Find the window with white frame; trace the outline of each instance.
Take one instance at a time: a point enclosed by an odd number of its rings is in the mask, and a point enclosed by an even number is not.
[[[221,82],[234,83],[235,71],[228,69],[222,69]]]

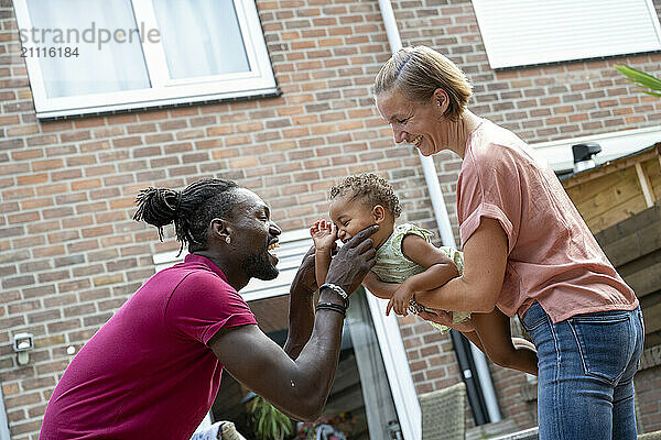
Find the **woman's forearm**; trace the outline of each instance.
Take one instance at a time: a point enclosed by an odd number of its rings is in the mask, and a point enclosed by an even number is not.
[[[472,286],[464,277],[453,278],[435,289],[418,290],[414,298],[419,304],[432,309],[476,314],[489,314],[496,306],[492,295]]]
[[[405,283],[409,283],[415,292],[431,290],[457,276],[459,276],[459,271],[454,264],[434,264],[424,272],[411,276]]]

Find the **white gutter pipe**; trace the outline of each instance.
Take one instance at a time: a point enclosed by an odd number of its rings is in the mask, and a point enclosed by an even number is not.
[[[392,4],[390,3],[390,0],[379,0],[379,8],[381,10],[381,16],[383,18],[383,25],[386,26],[390,51],[394,54],[402,47],[402,40],[397,26],[394,12],[392,11]],[[430,191],[432,208],[436,219],[436,227],[441,233],[441,240],[444,245],[456,248],[457,244],[452,231],[449,217],[447,216],[447,209],[445,208],[445,201],[443,199],[443,193],[441,191],[441,184],[438,183],[438,175],[436,174],[434,161],[431,156],[425,157],[420,154],[420,152],[418,152],[418,155],[420,157],[420,163],[422,164],[424,180],[426,182],[427,190]],[[500,421],[500,409],[498,407],[498,400],[496,399],[496,392],[494,391],[494,383],[491,382],[491,375],[485,354],[473,343],[470,343],[470,352],[473,353],[475,369],[477,370],[479,384],[483,388],[481,391],[485,397],[489,419],[491,422]]]

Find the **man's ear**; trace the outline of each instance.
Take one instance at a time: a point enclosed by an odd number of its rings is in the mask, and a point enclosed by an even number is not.
[[[231,227],[226,220],[215,218],[212,220],[209,233],[216,239],[226,241],[227,238],[230,237],[230,229]]]
[[[381,223],[383,220],[386,220],[386,209],[381,205],[375,206],[372,208],[372,217],[375,219],[375,223]]]

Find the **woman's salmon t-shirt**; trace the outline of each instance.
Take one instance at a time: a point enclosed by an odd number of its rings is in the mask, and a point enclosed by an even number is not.
[[[553,322],[578,314],[632,310],[633,290],[615,271],[548,166],[509,130],[484,120],[470,134],[457,182],[462,248],[483,217],[508,239],[496,306],[524,312],[538,300]],[[470,264],[470,262],[466,262]]]

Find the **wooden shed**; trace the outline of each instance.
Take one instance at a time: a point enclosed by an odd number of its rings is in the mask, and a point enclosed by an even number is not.
[[[661,345],[661,143],[562,182],[646,320],[646,348]]]

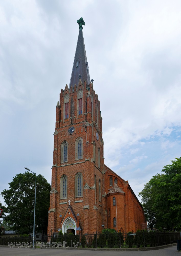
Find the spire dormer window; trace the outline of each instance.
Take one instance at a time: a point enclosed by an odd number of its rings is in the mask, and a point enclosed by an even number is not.
[[[88,65],[88,62],[86,62],[86,68],[87,69],[87,71],[89,71],[89,66]]]
[[[82,114],[83,101],[82,98],[83,97],[83,92],[81,89],[79,90],[77,94],[77,114],[78,115],[81,115]]]
[[[69,118],[69,97],[68,94],[66,94],[64,98],[64,119]]]

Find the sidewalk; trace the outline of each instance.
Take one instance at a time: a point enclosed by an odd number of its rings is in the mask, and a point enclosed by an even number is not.
[[[25,248],[9,248],[8,247],[0,247],[0,256],[54,256],[60,255],[63,256],[110,256],[111,254],[114,256],[181,256],[181,252],[178,252],[177,246],[174,245],[160,250],[150,251],[118,251],[114,252],[110,251],[90,250],[83,250],[71,249],[35,249],[34,251],[32,249]]]

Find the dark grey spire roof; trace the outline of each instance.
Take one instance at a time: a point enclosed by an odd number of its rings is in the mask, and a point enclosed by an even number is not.
[[[79,27],[79,33],[70,81],[69,88],[71,85],[74,87],[75,84],[77,86],[78,85],[80,77],[83,83],[85,80],[86,84],[89,84],[90,82],[88,62],[87,60],[82,33],[82,26]],[[80,74],[80,76],[79,76]]]

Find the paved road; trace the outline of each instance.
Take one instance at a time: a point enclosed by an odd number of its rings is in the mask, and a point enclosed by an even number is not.
[[[31,249],[0,248],[0,256],[181,256],[176,246],[153,251],[103,251],[58,249]]]

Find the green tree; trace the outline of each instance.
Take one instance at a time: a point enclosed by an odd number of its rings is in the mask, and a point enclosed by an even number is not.
[[[6,215],[5,215],[5,213],[7,212],[7,209],[5,207],[5,206],[4,206],[2,205],[2,204],[0,202],[0,208],[1,209],[2,209],[3,210],[3,211],[1,213],[1,216],[0,216],[0,235],[2,233],[3,231],[3,227],[4,228],[5,228],[5,225],[4,225],[4,222],[3,224],[3,221],[2,221],[3,219],[5,217],[5,216]]]
[[[20,233],[32,233],[35,175],[29,172],[17,174],[8,183],[9,189],[1,193],[7,206],[5,220]],[[35,226],[37,232],[47,232],[49,205],[50,184],[42,175],[37,177]]]
[[[181,228],[181,157],[164,166],[139,193],[148,226]]]

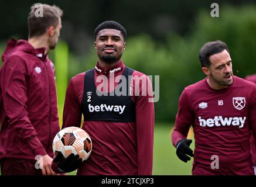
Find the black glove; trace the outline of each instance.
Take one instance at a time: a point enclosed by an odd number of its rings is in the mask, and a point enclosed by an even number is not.
[[[191,158],[190,157],[194,157],[193,150],[189,148],[189,146],[192,143],[192,140],[182,139],[179,140],[176,146],[176,154],[179,159],[185,162],[187,162]]]
[[[58,169],[63,173],[73,171],[79,168],[83,164],[82,159],[79,158],[78,155],[71,154],[65,158],[61,152],[53,159],[53,162],[57,163]]]

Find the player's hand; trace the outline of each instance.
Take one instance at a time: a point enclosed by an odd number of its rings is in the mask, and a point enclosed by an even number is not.
[[[73,171],[79,168],[83,163],[82,159],[79,158],[78,155],[74,155],[72,153],[65,158],[61,152],[58,152],[53,162],[58,162],[57,164],[58,169],[63,173]]]
[[[55,175],[56,174],[52,171],[51,168],[52,161],[53,159],[47,154],[42,156],[43,167],[42,168],[42,174],[43,175]]]
[[[189,146],[192,143],[192,140],[182,139],[179,140],[176,146],[176,154],[179,159],[185,162],[190,160],[190,157],[194,157],[193,150],[189,148]]]

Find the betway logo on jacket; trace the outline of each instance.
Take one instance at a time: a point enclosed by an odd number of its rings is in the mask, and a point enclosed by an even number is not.
[[[246,117],[222,117],[222,116],[214,116],[214,118],[209,118],[207,119],[204,119],[201,116],[198,117],[199,120],[199,125],[201,127],[208,126],[212,127],[213,126],[219,127],[229,126],[233,125],[234,126],[239,126],[239,128],[243,128],[244,127],[244,123],[245,122]]]
[[[92,106],[91,104],[88,105],[90,112],[118,112],[120,115],[124,112],[125,105],[107,105],[106,104],[101,104],[100,105]]]

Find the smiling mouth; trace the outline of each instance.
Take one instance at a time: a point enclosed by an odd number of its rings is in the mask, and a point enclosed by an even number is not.
[[[115,52],[115,50],[114,49],[105,49],[103,50],[103,51],[106,53],[112,53]]]

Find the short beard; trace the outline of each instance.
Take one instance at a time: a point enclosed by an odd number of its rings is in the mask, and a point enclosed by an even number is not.
[[[117,57],[111,55],[106,55],[101,57],[101,60],[109,64],[112,64],[117,61]]]

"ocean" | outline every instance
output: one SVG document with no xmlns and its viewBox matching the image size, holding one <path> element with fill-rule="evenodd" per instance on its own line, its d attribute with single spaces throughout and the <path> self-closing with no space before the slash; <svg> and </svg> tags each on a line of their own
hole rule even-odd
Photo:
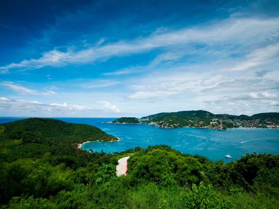
<svg viewBox="0 0 279 209">
<path fill-rule="evenodd" d="M 0 123 L 26 118 L 2 117 L 0 118 Z M 181 152 L 197 154 L 214 161 L 221 159 L 225 163 L 235 161 L 241 155 L 254 152 L 279 154 L 278 129 L 237 128 L 220 130 L 186 127 L 164 128 L 145 124 L 106 123 L 116 119 L 114 118 L 54 118 L 69 123 L 93 125 L 108 134 L 123 139 L 114 142 L 88 142 L 82 146 L 86 150 L 92 149 L 94 151 L 100 152 L 102 149 L 108 153 L 120 152 L 137 146 L 147 147 L 165 144 Z M 225 158 L 224 156 L 227 154 L 232 158 Z"/>
</svg>

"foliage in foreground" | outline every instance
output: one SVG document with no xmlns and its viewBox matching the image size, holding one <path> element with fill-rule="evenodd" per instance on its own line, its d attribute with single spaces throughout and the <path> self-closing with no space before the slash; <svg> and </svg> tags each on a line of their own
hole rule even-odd
<svg viewBox="0 0 279 209">
<path fill-rule="evenodd" d="M 55 132 L 59 128 L 52 121 Z M 22 130 L 28 127 L 23 126 L 23 132 L 17 133 L 16 125 L 9 125 L 5 131 L 0 129 L 1 208 L 275 209 L 279 205 L 278 155 L 247 154 L 224 164 L 164 145 L 137 147 L 113 155 L 90 153 L 69 143 L 67 133 L 63 139 L 54 135 L 37 138 L 50 134 L 49 131 L 34 126 L 27 133 Z M 72 134 L 69 134 L 71 139 Z M 42 138 L 45 141 L 38 146 Z M 34 152 L 38 147 L 39 151 Z M 132 155 L 128 174 L 117 178 L 117 160 L 127 155 Z"/>
</svg>

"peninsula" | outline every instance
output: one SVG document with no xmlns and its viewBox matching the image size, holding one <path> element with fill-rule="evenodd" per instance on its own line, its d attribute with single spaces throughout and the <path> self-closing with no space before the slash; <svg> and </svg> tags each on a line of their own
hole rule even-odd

= = = = =

● Problem:
How many lines in the records above contain the string "window"? Case matters; reply with the number only.

● Final result:
2